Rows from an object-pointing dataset

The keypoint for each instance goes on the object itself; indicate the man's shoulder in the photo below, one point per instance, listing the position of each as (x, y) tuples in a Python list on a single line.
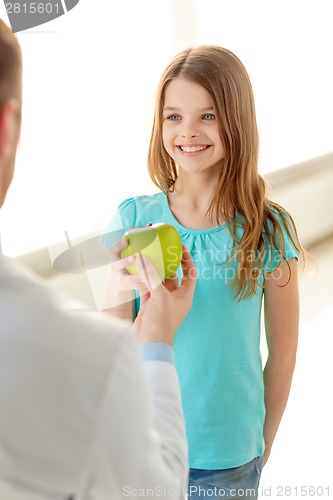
[(30, 307)]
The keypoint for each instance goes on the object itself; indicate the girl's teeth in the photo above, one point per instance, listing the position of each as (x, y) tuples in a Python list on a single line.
[(192, 149)]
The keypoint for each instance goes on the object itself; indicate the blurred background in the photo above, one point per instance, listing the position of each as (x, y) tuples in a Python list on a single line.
[(89, 88)]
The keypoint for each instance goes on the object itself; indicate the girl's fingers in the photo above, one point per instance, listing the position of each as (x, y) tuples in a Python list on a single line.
[(172, 283), (116, 248)]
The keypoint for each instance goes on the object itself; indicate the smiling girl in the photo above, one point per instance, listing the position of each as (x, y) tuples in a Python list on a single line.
[(203, 157)]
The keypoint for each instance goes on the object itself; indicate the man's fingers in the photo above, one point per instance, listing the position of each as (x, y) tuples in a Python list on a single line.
[(147, 272), (119, 265), (116, 248), (172, 283)]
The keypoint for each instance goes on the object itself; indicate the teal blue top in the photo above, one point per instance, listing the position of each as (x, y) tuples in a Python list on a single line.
[(217, 347)]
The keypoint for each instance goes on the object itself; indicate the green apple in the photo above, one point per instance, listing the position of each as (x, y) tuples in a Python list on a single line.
[(161, 243)]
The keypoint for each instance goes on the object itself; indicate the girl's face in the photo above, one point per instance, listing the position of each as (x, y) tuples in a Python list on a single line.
[(190, 129)]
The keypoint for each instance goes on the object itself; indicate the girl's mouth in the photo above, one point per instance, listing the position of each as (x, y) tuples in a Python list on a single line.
[(193, 149)]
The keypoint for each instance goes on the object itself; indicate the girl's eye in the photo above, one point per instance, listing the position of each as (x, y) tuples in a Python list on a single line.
[(173, 118), (208, 116)]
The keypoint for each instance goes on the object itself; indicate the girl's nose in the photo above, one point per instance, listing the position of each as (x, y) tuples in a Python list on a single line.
[(189, 133), (190, 129)]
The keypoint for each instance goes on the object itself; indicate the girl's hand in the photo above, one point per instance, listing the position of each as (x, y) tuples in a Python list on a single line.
[(165, 305), (119, 294), (119, 277)]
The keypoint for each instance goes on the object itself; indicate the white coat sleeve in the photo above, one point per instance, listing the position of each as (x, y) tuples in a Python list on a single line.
[(140, 445)]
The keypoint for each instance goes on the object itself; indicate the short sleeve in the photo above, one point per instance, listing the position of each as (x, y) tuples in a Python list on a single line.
[(272, 255), (122, 220)]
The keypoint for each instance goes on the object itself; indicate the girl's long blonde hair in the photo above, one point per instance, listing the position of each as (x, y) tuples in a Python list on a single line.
[(239, 190)]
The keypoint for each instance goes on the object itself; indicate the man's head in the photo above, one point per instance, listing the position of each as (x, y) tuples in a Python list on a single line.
[(10, 105)]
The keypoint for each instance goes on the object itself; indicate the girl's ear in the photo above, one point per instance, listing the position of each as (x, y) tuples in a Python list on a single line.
[(9, 127)]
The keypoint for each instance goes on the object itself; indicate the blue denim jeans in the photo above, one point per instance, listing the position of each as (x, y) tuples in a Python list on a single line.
[(236, 483)]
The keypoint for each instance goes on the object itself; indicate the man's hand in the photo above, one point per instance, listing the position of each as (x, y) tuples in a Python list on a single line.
[(166, 304)]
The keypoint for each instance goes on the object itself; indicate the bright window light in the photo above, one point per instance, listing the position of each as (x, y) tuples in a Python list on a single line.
[(89, 88)]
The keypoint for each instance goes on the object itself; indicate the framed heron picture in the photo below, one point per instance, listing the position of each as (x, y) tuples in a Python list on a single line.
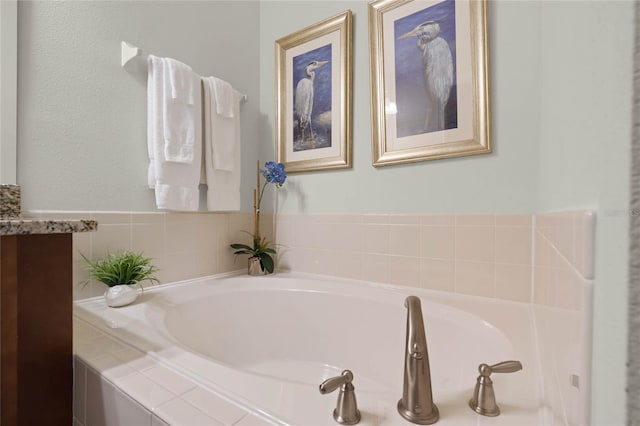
[(313, 96), (429, 79)]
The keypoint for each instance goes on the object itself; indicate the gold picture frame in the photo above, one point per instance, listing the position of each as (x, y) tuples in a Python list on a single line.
[(314, 96), (429, 80)]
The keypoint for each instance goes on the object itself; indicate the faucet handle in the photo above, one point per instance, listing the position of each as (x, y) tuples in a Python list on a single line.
[(346, 411), (501, 367), (483, 400)]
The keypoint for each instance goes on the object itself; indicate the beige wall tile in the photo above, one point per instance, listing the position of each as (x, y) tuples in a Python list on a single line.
[(437, 274), (475, 220), (404, 270), (438, 220), (375, 267), (525, 220), (437, 242), (475, 278), (513, 245), (513, 282), (475, 243), (404, 240)]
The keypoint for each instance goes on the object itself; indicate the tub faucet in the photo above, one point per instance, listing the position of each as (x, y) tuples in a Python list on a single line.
[(416, 404)]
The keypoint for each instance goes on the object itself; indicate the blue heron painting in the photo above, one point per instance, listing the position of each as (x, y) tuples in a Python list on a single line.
[(312, 99), (425, 49)]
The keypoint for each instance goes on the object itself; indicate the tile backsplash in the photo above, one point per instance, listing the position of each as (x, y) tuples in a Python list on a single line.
[(483, 255), (508, 257)]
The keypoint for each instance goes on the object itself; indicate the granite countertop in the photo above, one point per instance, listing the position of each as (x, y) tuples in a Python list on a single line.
[(22, 226)]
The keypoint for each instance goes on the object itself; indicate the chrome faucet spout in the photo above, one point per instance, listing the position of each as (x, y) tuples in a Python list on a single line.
[(416, 404)]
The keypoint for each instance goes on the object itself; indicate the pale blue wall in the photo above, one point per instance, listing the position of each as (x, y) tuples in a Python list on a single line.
[(561, 97), (82, 118), (502, 181), (584, 161)]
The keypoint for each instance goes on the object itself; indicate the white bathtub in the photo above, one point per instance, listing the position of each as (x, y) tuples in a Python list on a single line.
[(268, 342)]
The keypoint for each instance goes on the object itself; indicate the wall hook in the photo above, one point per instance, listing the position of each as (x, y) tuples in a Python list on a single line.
[(129, 51)]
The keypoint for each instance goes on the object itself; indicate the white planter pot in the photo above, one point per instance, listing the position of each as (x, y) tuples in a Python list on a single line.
[(120, 295)]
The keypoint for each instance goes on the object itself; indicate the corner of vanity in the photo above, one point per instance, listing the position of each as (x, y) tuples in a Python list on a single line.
[(36, 360)]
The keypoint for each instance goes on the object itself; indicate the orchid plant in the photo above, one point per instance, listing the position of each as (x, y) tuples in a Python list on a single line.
[(275, 174)]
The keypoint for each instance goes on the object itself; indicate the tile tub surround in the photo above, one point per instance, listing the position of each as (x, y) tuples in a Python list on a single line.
[(563, 286), (544, 260), (117, 385)]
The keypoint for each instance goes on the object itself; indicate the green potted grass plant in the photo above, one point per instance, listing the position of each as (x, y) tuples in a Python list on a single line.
[(120, 272)]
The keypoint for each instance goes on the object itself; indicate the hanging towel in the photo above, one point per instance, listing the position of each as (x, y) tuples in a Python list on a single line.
[(223, 193), (175, 183), (223, 137), (224, 97), (180, 111), (183, 86)]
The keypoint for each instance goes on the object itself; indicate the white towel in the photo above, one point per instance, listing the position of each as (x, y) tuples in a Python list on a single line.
[(180, 87), (223, 193), (224, 97), (175, 184), (183, 86), (223, 137)]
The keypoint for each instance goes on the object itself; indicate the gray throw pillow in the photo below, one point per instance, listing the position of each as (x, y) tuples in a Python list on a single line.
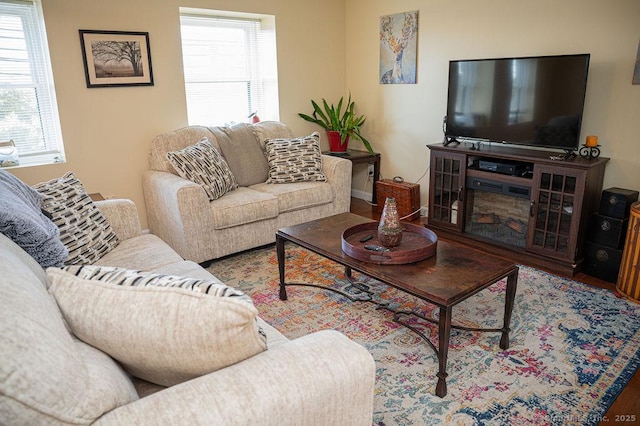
[(243, 154)]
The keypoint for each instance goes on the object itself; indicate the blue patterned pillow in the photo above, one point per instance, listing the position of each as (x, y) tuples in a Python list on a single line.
[(202, 163), (295, 159)]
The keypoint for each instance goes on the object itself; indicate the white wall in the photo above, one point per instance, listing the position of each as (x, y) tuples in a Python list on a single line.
[(107, 131), (403, 119)]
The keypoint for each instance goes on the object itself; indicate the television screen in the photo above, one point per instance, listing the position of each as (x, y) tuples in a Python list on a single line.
[(535, 101)]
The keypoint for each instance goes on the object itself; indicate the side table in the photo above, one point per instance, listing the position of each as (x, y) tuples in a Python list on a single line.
[(360, 157)]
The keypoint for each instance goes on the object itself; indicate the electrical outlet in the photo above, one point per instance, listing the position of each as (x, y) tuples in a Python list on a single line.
[(370, 170)]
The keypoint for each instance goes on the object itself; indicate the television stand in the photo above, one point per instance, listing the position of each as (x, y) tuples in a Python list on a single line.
[(447, 141), (539, 209)]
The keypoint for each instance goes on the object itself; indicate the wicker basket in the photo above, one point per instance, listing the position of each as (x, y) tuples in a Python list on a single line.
[(407, 197)]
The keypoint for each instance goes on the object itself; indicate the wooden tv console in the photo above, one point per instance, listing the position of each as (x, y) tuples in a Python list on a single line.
[(518, 201)]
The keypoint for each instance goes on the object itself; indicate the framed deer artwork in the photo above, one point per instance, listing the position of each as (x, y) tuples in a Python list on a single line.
[(398, 48)]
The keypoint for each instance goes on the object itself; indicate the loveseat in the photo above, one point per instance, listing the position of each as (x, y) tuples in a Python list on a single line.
[(49, 375), (200, 229)]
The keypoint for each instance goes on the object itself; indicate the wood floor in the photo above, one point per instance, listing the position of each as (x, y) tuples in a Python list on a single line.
[(626, 408)]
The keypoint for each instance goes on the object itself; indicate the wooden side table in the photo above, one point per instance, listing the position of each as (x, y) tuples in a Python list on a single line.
[(360, 157)]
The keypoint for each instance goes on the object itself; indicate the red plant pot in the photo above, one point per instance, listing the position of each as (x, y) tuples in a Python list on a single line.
[(335, 144)]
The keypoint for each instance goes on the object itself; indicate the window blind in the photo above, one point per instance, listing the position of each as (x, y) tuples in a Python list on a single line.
[(228, 69), (28, 113)]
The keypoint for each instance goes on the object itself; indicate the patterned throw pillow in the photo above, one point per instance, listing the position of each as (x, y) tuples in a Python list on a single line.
[(295, 160), (84, 230), (164, 329), (202, 163)]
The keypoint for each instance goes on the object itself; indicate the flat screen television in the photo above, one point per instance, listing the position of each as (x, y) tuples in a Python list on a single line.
[(535, 101)]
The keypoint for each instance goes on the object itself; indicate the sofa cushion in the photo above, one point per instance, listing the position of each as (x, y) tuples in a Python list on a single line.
[(22, 220), (146, 251), (47, 376), (299, 195), (202, 163), (83, 228), (295, 160), (243, 154), (163, 329), (243, 206)]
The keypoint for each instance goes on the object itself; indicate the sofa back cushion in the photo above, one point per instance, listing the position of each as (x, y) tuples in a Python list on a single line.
[(47, 376)]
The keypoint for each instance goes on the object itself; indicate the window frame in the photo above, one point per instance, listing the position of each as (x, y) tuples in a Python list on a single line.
[(41, 76)]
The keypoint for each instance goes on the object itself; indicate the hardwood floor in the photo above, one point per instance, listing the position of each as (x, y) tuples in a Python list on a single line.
[(626, 407)]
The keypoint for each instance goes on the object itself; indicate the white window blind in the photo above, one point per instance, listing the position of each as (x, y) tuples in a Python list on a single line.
[(229, 69), (28, 112)]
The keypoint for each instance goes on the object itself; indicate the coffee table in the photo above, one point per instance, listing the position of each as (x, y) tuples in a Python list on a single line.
[(455, 273)]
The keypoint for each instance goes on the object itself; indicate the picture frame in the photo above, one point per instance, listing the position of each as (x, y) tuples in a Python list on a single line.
[(116, 58)]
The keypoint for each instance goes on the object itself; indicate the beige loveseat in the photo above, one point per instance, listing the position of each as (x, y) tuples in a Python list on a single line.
[(48, 376), (180, 213)]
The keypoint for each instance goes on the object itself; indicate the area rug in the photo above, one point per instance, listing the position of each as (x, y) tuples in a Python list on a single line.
[(573, 347)]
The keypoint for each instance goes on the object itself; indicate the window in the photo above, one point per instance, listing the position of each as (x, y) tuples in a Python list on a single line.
[(229, 67), (28, 113)]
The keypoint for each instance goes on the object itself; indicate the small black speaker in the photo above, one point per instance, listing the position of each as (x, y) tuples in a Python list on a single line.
[(602, 262), (607, 231), (616, 202)]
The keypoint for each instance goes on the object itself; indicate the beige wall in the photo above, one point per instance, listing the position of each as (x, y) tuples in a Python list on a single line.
[(403, 119), (326, 49), (107, 131)]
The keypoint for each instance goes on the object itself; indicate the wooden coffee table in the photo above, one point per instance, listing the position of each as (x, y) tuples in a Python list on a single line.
[(454, 274)]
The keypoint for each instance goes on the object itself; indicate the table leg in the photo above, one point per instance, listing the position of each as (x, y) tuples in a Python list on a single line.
[(376, 177), (510, 296), (280, 255), (444, 332)]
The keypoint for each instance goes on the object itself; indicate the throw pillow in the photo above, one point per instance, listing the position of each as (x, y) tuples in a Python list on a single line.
[(161, 328), (22, 220), (202, 163), (295, 160), (243, 154), (84, 230)]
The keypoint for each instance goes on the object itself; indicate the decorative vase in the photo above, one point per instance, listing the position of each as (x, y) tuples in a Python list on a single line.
[(390, 228), (335, 141)]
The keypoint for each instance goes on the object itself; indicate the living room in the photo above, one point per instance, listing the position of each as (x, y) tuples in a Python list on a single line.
[(327, 50)]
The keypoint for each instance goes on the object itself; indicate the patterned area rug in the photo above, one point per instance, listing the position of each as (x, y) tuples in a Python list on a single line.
[(573, 347)]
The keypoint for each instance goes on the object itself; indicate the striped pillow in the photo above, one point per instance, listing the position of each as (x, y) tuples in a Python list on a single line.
[(84, 230), (295, 160), (162, 328), (202, 163)]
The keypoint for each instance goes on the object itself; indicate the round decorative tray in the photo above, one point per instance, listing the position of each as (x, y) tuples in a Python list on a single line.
[(418, 243)]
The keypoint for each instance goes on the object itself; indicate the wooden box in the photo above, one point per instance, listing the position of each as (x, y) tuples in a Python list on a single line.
[(407, 197)]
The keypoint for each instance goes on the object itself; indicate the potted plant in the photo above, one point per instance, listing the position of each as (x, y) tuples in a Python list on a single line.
[(339, 124)]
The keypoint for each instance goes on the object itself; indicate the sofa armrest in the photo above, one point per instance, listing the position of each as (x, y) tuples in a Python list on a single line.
[(338, 173), (319, 379), (122, 215), (178, 211)]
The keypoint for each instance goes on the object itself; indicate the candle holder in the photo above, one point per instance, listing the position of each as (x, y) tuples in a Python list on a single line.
[(390, 228), (589, 152)]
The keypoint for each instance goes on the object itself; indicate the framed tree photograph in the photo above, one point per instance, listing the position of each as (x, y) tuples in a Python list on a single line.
[(116, 58)]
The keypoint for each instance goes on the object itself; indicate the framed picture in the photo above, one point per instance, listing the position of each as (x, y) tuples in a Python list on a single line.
[(116, 58), (398, 48)]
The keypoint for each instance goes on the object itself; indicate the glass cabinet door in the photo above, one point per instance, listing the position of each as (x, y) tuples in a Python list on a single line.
[(447, 189), (552, 226)]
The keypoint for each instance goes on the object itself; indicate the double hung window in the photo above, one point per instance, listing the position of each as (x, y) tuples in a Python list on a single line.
[(28, 110), (229, 66)]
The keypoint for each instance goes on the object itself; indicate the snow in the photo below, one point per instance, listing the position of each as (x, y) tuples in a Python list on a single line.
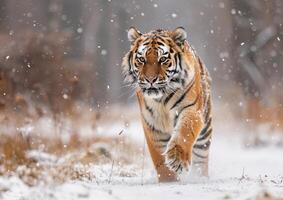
[(235, 173)]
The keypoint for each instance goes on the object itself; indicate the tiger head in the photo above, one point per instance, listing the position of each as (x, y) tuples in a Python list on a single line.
[(156, 62)]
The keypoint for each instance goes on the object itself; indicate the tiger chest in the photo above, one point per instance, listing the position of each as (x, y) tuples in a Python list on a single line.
[(160, 120)]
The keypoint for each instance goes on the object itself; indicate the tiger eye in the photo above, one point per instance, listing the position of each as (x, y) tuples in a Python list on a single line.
[(141, 59), (162, 59)]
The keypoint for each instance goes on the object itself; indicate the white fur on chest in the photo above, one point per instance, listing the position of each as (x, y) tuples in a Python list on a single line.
[(161, 118)]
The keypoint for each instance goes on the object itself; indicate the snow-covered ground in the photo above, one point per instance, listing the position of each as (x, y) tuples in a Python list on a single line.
[(235, 173)]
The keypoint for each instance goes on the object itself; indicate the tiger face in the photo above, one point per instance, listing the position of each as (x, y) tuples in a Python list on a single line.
[(155, 62)]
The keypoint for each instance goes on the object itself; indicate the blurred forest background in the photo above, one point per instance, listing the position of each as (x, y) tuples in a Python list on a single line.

Work to be completed
Reproduce the items verbatim from the very beginning through the line containing "[(30, 307)]", including that line, and leave the pictures out of your copy.

Reply to the task
The keypoint for each instance goes on the object itself; indicate the man's shoulder in the photo below, one point per instance, listing the position of each as (x, y) tuples in a Python list on a single line.
[(30, 307)]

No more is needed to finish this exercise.